What this exercise asks:
**a)** Rewrite everything in the asylum ruling from "Plaintiff then, by" down to "complaint. Plaintiff appeals.", changing "Plaintiff" to "Appellant" throughout.
**b)** In one to three sentences, explain why the asylum ruling says the guardian ad litem claim lacks merit.

Extract:
Plaintiff then, by and through Lazaro as his next friend, filed a complaint in federal district court seeking to compel the INS to consider the merits of his asylum applications. In his complaint, Plaintiff alleged, among other things, that the refusal to consider his applications violated 8
U.S.C. § 1158 and the Fifth Amendment Due Process Clause. The district court rejected both claims and dismissed Plaintiff's complaint. Plaintiff appeals.
II.
On appeal, Plaintiff argues that the district court erred (1) by dismissing Plaintiff's claim under 8 U.S.C. § 1158, (2) by dismissing Plaintiff's due process claim, and (3) by failing to appoint a guardian ad litem to represent Plaintiff's interests. We have reviewed carefully the record
and the briefs filed by all parties. We conclude that Plaintiff's due process claim lacks merit and does not warrant extended discussion. See Jean v. Nelson, 727 F.2d 957, 968 (11th Cir. 1984) (en banc) ("Aliens seeking ission to the United States . . . have no constitutional rights with
regard to their applications . . . ."), aff'd on other grounds, 105 S. Ct. 2992 (1985).
Plaintiff's guardian ad litem claim, because Plaintiff was ably represented in district court by his next friend, also lacks merit and similarly does not warrant extended discussion. See Fed. R. Civ. P. 17(c) (providing for appointment of guardian ad litem in discretion of district court); see
also Roberts v. Ohio Cas. Ins. Co., 256 F.2d 35, 39 (5th Cir. 1958) (noting that guardian ad litem may be unnecessary where child already represented adequately by next friend). We, accordingly, affirm the district court's dismissal of the constitutional claim and the district court's refusal to
appoint a guardian ad litem. We now turn, however, to a more difficult question: the district court's dismissal of Plaintiff's statutory claim.

Recorded data:
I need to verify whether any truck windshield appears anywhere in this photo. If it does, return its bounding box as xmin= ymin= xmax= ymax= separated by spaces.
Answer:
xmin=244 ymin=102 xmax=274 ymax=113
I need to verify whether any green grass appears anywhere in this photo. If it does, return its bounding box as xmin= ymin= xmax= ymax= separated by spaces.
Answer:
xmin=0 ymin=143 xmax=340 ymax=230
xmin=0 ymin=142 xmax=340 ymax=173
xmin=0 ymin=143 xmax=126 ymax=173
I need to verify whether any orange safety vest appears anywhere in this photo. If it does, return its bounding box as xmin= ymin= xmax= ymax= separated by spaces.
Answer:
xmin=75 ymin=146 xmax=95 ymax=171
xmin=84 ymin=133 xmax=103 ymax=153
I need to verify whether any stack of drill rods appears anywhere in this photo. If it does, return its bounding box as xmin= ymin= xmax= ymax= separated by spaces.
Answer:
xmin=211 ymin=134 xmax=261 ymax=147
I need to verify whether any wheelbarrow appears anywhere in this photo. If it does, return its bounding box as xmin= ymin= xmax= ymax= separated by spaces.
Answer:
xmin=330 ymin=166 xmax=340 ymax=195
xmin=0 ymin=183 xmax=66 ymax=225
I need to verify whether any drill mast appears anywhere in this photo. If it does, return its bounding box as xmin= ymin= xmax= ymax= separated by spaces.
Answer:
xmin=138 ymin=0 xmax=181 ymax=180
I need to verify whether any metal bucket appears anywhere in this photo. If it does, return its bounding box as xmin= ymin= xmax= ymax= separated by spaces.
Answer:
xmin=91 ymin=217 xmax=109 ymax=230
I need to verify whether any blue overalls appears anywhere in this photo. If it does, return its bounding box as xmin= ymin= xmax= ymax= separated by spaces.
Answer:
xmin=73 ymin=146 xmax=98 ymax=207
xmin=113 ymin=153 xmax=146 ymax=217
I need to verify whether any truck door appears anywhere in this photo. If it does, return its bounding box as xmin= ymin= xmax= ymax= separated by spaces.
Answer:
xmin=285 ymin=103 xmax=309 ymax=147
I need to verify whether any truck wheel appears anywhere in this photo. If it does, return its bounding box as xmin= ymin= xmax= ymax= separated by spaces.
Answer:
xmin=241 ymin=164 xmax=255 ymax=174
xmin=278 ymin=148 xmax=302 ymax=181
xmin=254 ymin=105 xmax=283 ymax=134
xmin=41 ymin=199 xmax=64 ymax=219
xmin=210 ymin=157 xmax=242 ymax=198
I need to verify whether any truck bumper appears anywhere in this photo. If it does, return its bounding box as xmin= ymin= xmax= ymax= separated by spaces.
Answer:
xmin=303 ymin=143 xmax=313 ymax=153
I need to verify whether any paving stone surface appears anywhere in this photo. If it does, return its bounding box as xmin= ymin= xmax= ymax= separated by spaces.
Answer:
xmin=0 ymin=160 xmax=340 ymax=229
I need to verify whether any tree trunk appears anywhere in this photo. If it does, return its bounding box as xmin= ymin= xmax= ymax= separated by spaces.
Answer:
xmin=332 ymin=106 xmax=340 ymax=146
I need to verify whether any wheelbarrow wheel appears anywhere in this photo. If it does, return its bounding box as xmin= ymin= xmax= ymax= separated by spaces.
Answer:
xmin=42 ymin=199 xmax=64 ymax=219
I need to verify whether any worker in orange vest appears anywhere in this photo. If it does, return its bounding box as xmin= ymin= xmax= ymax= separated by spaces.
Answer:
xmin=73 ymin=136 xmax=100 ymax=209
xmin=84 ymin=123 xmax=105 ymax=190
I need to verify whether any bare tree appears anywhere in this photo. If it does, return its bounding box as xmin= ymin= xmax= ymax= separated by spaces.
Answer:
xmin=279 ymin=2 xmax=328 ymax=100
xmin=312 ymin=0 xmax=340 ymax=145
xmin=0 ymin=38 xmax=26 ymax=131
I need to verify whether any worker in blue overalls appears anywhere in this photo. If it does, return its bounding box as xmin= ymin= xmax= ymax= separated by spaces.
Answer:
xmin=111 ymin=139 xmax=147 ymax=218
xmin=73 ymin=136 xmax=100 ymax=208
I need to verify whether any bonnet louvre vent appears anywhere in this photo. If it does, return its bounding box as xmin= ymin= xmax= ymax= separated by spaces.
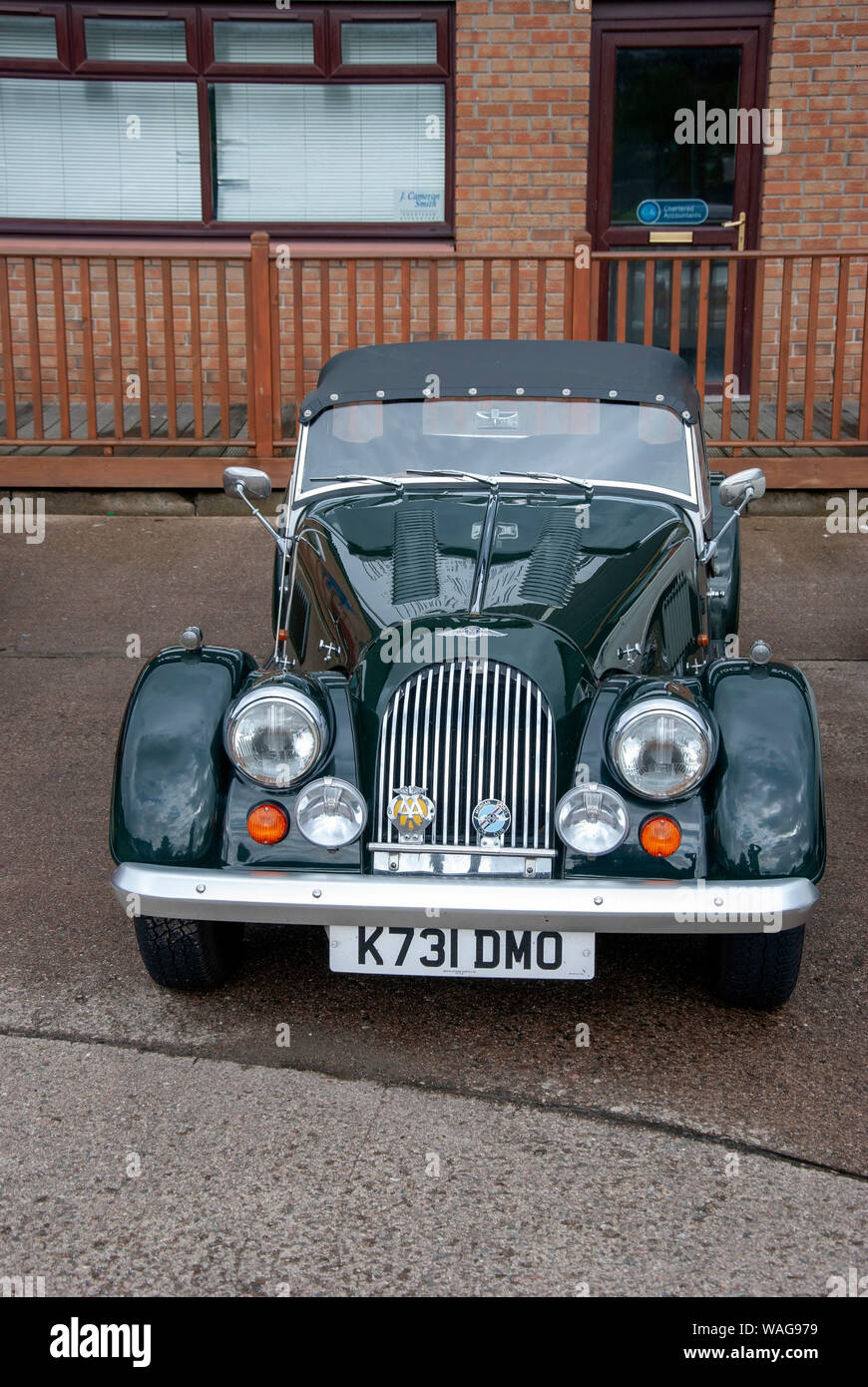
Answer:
xmin=392 ymin=508 xmax=440 ymax=602
xmin=519 ymin=509 xmax=581 ymax=608
xmin=662 ymin=577 xmax=693 ymax=665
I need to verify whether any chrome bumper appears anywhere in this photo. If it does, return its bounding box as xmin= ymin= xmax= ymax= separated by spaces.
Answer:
xmin=111 ymin=863 xmax=819 ymax=935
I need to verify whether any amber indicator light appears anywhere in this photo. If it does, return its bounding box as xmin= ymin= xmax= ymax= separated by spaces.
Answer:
xmin=246 ymin=804 xmax=289 ymax=845
xmin=640 ymin=814 xmax=680 ymax=857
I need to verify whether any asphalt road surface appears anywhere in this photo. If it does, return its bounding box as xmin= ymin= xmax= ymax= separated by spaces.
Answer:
xmin=0 ymin=516 xmax=868 ymax=1295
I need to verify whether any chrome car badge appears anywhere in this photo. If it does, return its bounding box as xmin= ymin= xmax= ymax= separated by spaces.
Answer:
xmin=472 ymin=799 xmax=512 ymax=845
xmin=476 ymin=405 xmax=519 ymax=429
xmin=385 ymin=785 xmax=435 ymax=843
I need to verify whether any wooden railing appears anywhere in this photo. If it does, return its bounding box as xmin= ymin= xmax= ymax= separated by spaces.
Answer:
xmin=0 ymin=233 xmax=868 ymax=488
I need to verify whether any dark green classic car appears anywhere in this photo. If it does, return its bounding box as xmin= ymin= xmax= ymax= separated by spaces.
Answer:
xmin=111 ymin=341 xmax=825 ymax=1009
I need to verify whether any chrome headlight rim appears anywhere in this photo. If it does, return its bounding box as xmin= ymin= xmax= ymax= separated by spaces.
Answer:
xmin=223 ymin=684 xmax=328 ymax=790
xmin=294 ymin=775 xmax=367 ymax=850
xmin=555 ymin=781 xmax=630 ymax=858
xmin=606 ymin=694 xmax=718 ymax=804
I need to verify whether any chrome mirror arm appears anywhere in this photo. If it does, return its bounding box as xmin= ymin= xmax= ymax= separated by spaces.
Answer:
xmin=698 ymin=487 xmax=754 ymax=563
xmin=234 ymin=481 xmax=289 ymax=555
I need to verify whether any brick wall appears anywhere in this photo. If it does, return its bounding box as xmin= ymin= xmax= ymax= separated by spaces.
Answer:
xmin=760 ymin=0 xmax=868 ymax=399
xmin=455 ymin=0 xmax=591 ymax=253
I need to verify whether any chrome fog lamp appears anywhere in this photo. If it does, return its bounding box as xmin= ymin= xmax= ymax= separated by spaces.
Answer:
xmin=609 ymin=697 xmax=715 ymax=799
xmin=295 ymin=775 xmax=367 ymax=847
xmin=555 ymin=783 xmax=630 ymax=857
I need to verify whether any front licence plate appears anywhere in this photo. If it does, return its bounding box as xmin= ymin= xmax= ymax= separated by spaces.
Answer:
xmin=328 ymin=925 xmax=595 ymax=978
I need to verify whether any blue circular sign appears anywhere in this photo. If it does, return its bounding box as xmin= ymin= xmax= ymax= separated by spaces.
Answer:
xmin=637 ymin=197 xmax=661 ymax=227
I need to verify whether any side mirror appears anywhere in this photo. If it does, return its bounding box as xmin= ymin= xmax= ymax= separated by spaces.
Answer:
xmin=223 ymin=467 xmax=271 ymax=501
xmin=715 ymin=467 xmax=765 ymax=506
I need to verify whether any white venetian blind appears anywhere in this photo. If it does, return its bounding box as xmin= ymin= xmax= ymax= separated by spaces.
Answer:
xmin=214 ymin=19 xmax=313 ymax=64
xmin=0 ymin=14 xmax=57 ymax=58
xmin=214 ymin=82 xmax=445 ymax=222
xmin=341 ymin=24 xmax=437 ymax=65
xmin=0 ymin=78 xmax=203 ymax=221
xmin=85 ymin=19 xmax=188 ymax=63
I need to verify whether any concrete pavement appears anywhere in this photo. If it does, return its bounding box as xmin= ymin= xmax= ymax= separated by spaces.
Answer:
xmin=0 ymin=516 xmax=868 ymax=1295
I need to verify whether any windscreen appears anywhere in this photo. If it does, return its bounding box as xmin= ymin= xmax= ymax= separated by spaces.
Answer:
xmin=303 ymin=397 xmax=691 ymax=498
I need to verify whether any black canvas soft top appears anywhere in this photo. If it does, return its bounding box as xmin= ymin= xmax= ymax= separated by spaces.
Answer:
xmin=301 ymin=338 xmax=698 ymax=423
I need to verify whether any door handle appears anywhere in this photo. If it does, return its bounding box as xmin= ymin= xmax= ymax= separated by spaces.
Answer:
xmin=722 ymin=213 xmax=747 ymax=251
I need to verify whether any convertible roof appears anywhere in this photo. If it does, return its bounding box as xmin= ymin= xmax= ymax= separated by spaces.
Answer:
xmin=301 ymin=340 xmax=698 ymax=423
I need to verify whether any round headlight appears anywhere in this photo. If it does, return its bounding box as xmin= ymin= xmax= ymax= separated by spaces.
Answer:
xmin=555 ymin=783 xmax=630 ymax=857
xmin=224 ymin=688 xmax=327 ymax=789
xmin=609 ymin=699 xmax=714 ymax=799
xmin=295 ymin=775 xmax=367 ymax=847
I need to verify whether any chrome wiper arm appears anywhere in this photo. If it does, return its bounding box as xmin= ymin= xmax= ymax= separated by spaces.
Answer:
xmin=406 ymin=467 xmax=498 ymax=491
xmin=325 ymin=472 xmax=403 ymax=491
xmin=501 ymin=472 xmax=594 ymax=501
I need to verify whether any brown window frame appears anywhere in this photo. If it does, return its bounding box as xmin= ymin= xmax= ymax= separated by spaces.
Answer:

The replies:
**a)**
Appellant then, by and through Lazaro as his next friend, filed a complaint in federal district court seeking to compel the INS to consider the merits of his asylum applications. In his complaint, Appellant alleged, among other things, that the refusal to consider his applications violated 8
U.S.C. § 1158 and the Fifth Amendment Due Process Clause. The district court rejected both claims and dismissed Appellant's complaint. Appellant appeals.

**b)** The claim lacks merit because Plaintiff was ably represented in district court by his next friend. The court cites Fed. R. Civ. P. 17(c), which leaves appointment of a guardian ad litem to the district court's discretion. It also cites Roberts v. Ohio Cas. Ins. Co., which notes that a guardian ad litem may be unnecessary where a child is already adequately represented by a next friend.